__Task directions__. Copy every record word for word.

[Pointing dataset records]
================================

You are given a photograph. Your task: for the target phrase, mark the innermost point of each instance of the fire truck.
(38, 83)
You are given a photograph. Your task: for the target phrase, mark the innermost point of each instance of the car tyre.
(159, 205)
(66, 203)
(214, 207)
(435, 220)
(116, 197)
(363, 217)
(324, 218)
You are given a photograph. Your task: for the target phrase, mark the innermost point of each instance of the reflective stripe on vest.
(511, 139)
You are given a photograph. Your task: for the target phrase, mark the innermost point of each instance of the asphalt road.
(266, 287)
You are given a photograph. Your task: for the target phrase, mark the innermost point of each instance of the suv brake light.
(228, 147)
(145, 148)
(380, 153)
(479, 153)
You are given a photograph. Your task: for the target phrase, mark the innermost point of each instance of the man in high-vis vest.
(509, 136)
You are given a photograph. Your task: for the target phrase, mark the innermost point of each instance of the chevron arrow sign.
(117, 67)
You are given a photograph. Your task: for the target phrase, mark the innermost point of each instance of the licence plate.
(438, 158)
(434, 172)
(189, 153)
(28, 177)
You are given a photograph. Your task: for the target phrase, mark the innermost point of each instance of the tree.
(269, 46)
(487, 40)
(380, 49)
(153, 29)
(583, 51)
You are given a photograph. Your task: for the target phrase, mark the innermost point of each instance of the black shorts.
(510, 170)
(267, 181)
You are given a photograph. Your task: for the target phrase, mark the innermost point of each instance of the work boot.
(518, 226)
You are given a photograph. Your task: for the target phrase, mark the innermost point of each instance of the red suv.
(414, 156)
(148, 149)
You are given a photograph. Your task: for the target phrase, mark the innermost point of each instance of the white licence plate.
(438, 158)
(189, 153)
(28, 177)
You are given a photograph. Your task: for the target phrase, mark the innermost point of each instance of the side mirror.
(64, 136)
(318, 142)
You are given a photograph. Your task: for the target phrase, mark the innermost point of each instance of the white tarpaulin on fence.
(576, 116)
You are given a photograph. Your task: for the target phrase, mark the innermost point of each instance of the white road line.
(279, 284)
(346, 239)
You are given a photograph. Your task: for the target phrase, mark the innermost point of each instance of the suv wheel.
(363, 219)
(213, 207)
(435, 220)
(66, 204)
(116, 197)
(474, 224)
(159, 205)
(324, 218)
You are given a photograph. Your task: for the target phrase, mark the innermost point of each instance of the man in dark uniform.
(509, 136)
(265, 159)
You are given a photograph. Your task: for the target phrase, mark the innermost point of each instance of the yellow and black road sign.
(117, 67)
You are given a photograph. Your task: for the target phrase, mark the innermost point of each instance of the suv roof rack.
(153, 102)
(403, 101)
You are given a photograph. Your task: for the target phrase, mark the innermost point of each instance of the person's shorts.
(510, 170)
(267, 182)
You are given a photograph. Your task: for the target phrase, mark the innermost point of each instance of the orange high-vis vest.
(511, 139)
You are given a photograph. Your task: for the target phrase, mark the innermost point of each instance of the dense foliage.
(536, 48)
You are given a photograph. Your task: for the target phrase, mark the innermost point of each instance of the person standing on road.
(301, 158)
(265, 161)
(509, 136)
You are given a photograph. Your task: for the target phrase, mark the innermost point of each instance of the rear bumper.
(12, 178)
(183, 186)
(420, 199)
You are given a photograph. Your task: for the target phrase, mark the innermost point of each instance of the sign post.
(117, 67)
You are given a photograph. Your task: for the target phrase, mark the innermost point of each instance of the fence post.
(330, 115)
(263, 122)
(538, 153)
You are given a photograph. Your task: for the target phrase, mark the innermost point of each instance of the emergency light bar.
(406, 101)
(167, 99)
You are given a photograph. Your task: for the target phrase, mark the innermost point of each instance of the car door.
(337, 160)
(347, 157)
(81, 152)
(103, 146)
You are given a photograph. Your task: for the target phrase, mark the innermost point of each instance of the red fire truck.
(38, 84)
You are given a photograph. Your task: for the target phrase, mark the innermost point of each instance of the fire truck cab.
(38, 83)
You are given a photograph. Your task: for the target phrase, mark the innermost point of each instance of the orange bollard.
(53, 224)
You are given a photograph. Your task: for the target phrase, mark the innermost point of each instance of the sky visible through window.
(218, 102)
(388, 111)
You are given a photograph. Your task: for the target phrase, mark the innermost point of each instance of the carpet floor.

================================

__Final result__.
You are given a photograph. Your task: for the target phrase, mark the innermost point of each instance of the fire truck.
(38, 83)
You are given a photograph. Your task: for the target phrase, mark the innermost point of each instance of the car tyre.
(159, 205)
(66, 203)
(214, 207)
(435, 220)
(116, 197)
(363, 217)
(324, 218)
You are given a photograph. Your task: for the target phrase, mark the innermost point of each instance of the reflective stripe on vest.
(511, 139)
You are given a photograph. Your task: for the target phrase, mark the innermost point of each instance of the asphalt road.
(266, 287)
You are given a photograph. Your task: for the target phrase, mark the innermost point of each instance of the suv brake light.
(228, 147)
(145, 148)
(380, 153)
(479, 153)
You are given a photograph. Your task: for the target phrase, mark the innermost point of each instance of the man in high-vis vest.
(509, 136)
You are given a photograph. Your task: for the target phrase, mark the innermost point of each instance of the chevron arrow sign.
(117, 67)
You are given a photograph. Your task: for the target phrase, mark the innermost point of each instance of the licence plate.
(438, 158)
(434, 172)
(189, 153)
(28, 177)
You are given a photograph. Your task: for the target phrase, mark the innermost point of each instance of the tree.
(269, 46)
(487, 40)
(380, 49)
(153, 29)
(583, 51)
You are given a photograph. Your task: for the target phrase, mark the innermost point of each instance of the black shorts.
(510, 170)
(267, 181)
You are given a photograph. Your task: for the target phrase, mark the innermost point of each instance of the work boot.
(518, 226)
You are given a photograph. Your task: for the target phrase, mark the innermost point of each instance of the red suv.
(414, 156)
(148, 149)
You are given a photograph. Your task: for the target phrase, mark the innermost point of each instance of the white licence plate.
(438, 158)
(189, 153)
(28, 177)
You are given a photograph. Your task: for the target phrase, mark the innermost point of each instance of the side mirror.
(64, 136)
(318, 142)
You are given a photograph. Your task: for the target phrase, mark the innermost point of each instance of the white tarpaulin on fence.
(576, 116)
You are given a photograph. Your task: for the target phrase, mark the innermost point of each instance of the white road line.
(279, 284)
(346, 239)
You are given a photograph. Your task: for the target phrase, mark the innermost point of each instance of the suv wheel.
(363, 219)
(213, 207)
(435, 220)
(66, 204)
(116, 197)
(474, 224)
(159, 205)
(324, 218)
You are given a photograph. Your task: for the target phrase, mark the innermost point of each instance of the man in dark uniform.
(509, 136)
(265, 159)
You are given a photograph. Your task: for the target phrase, mark the innermost point of each instance of the yellow and black road sign.
(117, 67)
You are given a photograph. Your task: for the target phrase, mark the innermost point of each instance of the suv roof rack.
(153, 102)
(403, 101)
You are given a photograph. Your task: for the target phrase, mark the innermost point of each instance of the person's shorts.
(510, 170)
(267, 182)
You are given a photograph. Your task: for the target phrase, mark the innermost point of each instance of the orange high-vis vest.
(511, 139)
You are given a photograph. Your task: for the target phrase, mark the innermost point of each instance of the dense foliage.
(536, 48)
You are given a photograph. Your task: for the target phrase, mark the innermost point of each instance of the person standing on road.
(301, 158)
(265, 161)
(509, 136)
You are given a photograph. Your task: for the target phrase, mark the innermost point of each instance of the rear bumper.
(12, 178)
(183, 186)
(420, 199)
You are given a photograph. Your task: for the target phrase, mark the innermost point of each instance of the sign post.
(117, 67)
You are given a photograph. Your task: for the target phrase, mark the innermost point of each instance of the fence post.
(330, 115)
(263, 122)
(538, 153)
You are given a photograph. Your task: for the target phrase, mark the innermost point of each instance of the emergency light bar.
(406, 101)
(167, 99)
You are given a photograph. Your task: for the target phrase, mark the innermost point of each instance of the car door.
(337, 160)
(347, 157)
(81, 152)
(103, 146)
You are given a photograph. Your task: for the target phrase, mark the innermost point of each instance of the red fire truck.
(38, 84)
You are given a photograph. Your task: for the target phrase, mark the innermost point of each instance of the fire truck cab.
(38, 83)
You are given a photograph. Your task: for the target phrase, mark the innermost point of each instance of the orange bollard.
(53, 224)
You are given a photograph. Your task: for the target phrase, mark the innermost point of each instance of the sky visible through window.
(218, 102)
(388, 111)
You are given a photograph. Your task: for the target phrase, mark the innermost point of each instance of the carpet floor.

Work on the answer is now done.